Sun Country Airlines (SY, Minneapolis/St. Paul) sold 9,090,909 common shares priced at USD24 each in its Initial Public Offering (IPO), raising USD218 million, a sum it plans to invest in expanding its fleet and workforce ahead of an anticipated rebound in leisure travel.

The carrier had expected a price of between USD21 and USD23 per share, according to SEC filings. The 9.1 million shares sold on the Nasdaq Global Select Market are equivalent to a 16.3% stake.

New York-based investment firm Apollo Global Management, which acquired the company in 2018, has said it will continue to control the company via an affiliate.

Sun Country Airlines is the first US carrier to go public since Mesa Airlines (YV, Phoenix Sky Harbor) in August 2018, and the news channel CNBC cited the financial markets platform Dealogic as saying it was the biggest US airline IPO since Virgin America’s in 2014. Buoyed by the optimism reflected in the debut, its shares closed at USD36.38 on March 17.

CEO Jude Bricker told the broadcaster: “For the first time since the Covid crisis came, we’ve been able to get sales back to where they were at pre-Covid levels, so we’re feeling really good about a recovery.”

As it has globally, the leisure travel segment has fared better in the US during the crisis compared to larger airlines whose business models have relied on international networks and corporate travel, particularly as more people receive vaccines. As previously reported, it also has an agreement with to fly cargo on twelve B737-800(BCF)s.

According to the ch-aviation fleets advanced module, besides these, it currently operates thirty B737-800s and one B737-700, a fleet it deploys on 34 routes in the US, Mexico, and the Caribbean.

Bricker told Reuters that the IPO's success had solidified Sun Country Airlines’ plans to expand its passenger fleet to 50 aircraft from 31 by 2023, together with its staff numbers and network. Aircraft purchases could happen faster because of the low cost of second-hand aircraft, and it is hiring about ten new pilots a month.

“Right now, everything is flashing green,” he said.

Material shown:
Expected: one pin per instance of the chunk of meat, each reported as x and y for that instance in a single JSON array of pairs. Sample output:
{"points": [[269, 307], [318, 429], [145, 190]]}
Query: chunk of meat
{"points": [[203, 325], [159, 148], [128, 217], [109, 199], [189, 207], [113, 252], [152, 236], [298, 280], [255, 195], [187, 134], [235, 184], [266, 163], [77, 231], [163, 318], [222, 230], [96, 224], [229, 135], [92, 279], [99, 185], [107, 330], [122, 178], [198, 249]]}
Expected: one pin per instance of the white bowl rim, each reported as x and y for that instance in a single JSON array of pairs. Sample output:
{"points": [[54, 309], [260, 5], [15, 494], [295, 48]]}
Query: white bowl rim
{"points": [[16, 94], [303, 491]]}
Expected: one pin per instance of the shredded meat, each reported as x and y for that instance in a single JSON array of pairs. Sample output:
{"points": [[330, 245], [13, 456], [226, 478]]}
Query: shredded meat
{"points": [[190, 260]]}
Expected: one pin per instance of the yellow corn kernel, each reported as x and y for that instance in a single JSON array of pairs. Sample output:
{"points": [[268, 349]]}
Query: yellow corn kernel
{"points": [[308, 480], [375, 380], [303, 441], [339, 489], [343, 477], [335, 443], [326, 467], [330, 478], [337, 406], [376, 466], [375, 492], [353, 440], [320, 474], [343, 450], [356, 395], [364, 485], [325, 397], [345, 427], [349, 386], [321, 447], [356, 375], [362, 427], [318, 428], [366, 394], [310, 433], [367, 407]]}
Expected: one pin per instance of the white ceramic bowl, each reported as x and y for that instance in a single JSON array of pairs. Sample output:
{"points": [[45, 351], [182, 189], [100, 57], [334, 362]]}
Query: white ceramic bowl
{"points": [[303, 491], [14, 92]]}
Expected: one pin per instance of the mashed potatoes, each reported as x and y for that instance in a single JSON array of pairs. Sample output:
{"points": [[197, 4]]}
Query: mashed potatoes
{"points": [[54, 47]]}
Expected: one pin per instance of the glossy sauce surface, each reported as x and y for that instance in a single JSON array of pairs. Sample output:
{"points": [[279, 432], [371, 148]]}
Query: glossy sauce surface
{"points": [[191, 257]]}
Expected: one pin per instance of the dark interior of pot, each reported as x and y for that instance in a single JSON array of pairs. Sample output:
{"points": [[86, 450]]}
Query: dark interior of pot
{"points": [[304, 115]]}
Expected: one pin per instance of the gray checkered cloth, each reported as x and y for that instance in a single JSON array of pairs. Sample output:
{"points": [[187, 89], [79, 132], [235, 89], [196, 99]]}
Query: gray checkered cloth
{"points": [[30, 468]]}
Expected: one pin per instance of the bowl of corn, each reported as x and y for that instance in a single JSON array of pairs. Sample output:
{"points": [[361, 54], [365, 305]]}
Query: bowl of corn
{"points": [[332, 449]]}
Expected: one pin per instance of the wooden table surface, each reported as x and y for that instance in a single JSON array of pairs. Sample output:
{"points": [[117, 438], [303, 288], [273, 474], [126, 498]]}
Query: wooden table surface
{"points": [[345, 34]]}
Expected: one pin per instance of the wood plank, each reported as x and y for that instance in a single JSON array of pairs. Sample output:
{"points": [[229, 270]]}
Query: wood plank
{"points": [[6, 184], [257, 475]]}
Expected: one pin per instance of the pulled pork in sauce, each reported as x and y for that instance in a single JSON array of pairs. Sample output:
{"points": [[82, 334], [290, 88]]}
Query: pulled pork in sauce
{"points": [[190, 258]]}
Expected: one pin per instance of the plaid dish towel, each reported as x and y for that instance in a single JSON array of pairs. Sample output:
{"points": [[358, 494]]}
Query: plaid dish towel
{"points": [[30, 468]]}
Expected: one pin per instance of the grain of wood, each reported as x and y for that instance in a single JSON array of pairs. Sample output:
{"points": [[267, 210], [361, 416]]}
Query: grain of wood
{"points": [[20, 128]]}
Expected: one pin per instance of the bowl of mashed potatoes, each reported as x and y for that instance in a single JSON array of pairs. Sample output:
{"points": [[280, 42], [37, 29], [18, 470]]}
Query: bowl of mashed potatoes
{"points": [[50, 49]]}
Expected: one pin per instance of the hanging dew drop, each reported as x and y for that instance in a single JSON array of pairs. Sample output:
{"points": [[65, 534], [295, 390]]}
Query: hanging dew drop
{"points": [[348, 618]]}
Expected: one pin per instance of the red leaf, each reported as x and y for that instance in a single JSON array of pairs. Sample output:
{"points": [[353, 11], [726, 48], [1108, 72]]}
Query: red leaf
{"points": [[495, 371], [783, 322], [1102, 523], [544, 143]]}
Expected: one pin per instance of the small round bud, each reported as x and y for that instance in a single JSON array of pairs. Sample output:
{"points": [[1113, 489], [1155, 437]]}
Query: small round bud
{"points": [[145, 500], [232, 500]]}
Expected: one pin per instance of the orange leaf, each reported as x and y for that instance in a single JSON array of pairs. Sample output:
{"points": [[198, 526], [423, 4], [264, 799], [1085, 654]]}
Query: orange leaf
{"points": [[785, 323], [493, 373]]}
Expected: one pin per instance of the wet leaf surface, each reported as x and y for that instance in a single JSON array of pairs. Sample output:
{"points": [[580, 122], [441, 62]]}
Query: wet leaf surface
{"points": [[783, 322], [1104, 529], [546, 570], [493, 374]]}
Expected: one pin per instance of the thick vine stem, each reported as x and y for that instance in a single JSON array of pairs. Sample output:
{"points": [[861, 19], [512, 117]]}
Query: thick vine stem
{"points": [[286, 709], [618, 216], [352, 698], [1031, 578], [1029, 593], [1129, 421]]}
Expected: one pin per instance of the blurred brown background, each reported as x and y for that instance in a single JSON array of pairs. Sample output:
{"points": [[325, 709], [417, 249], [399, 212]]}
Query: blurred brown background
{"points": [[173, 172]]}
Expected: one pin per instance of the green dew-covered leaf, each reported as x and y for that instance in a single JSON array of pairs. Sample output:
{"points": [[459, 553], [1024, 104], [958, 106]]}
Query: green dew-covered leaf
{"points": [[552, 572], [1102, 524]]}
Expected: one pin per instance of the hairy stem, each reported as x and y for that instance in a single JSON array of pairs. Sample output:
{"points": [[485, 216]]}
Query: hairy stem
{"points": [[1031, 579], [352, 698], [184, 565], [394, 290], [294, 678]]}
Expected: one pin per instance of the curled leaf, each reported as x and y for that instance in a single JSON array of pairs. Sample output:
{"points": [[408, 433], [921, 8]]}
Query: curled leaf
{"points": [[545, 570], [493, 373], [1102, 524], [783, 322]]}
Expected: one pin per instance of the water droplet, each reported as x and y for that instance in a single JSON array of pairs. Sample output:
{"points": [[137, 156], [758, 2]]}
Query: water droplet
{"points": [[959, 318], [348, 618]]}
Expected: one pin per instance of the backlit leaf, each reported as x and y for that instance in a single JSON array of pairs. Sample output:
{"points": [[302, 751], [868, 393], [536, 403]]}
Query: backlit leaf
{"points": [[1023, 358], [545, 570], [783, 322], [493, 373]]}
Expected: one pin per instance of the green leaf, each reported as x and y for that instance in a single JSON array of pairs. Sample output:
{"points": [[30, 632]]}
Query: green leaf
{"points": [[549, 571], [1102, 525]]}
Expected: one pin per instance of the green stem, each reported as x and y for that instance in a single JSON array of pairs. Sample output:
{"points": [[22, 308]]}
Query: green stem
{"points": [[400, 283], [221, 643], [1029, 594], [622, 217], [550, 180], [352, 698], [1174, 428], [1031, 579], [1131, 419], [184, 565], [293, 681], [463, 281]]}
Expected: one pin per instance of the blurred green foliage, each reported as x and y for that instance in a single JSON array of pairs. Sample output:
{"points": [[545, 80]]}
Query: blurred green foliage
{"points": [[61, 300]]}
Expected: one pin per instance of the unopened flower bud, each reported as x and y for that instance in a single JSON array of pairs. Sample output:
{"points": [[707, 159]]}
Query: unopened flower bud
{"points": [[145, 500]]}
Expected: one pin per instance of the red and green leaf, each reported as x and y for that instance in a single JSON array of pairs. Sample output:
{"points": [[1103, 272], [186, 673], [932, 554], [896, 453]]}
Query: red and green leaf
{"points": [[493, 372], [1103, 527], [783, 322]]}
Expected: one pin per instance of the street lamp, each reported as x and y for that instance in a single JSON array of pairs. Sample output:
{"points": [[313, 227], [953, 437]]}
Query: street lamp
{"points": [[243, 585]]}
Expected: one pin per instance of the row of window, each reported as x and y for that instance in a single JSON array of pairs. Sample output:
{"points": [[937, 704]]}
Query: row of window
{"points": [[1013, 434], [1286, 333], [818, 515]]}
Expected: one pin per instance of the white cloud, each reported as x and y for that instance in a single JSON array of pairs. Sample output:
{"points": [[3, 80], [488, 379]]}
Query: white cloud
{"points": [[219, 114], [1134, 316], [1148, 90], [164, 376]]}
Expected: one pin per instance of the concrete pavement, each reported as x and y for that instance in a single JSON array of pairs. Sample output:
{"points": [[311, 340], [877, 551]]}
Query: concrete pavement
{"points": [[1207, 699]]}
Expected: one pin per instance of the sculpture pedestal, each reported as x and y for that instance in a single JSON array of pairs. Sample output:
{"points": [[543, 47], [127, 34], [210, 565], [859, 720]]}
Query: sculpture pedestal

What to work on:
Summarize the article on Sun Country Airlines' IPO in two sentences.

Answer below:
Sun Country Airlines sold 9,090,909 shares at USD24 each in its IPO on the Nasdaq Global Select Market, above its expected range of USD21 to USD23. The sale raised USD218 million, which the carrier plans to invest in expanding its fleet and workforce ahead of an anticipated rebound in leisure travel, and CEO Jude Bricker said the IPO's success had solidified plans to grow the passenger fleet from 31 to 50 aircraft by 2023.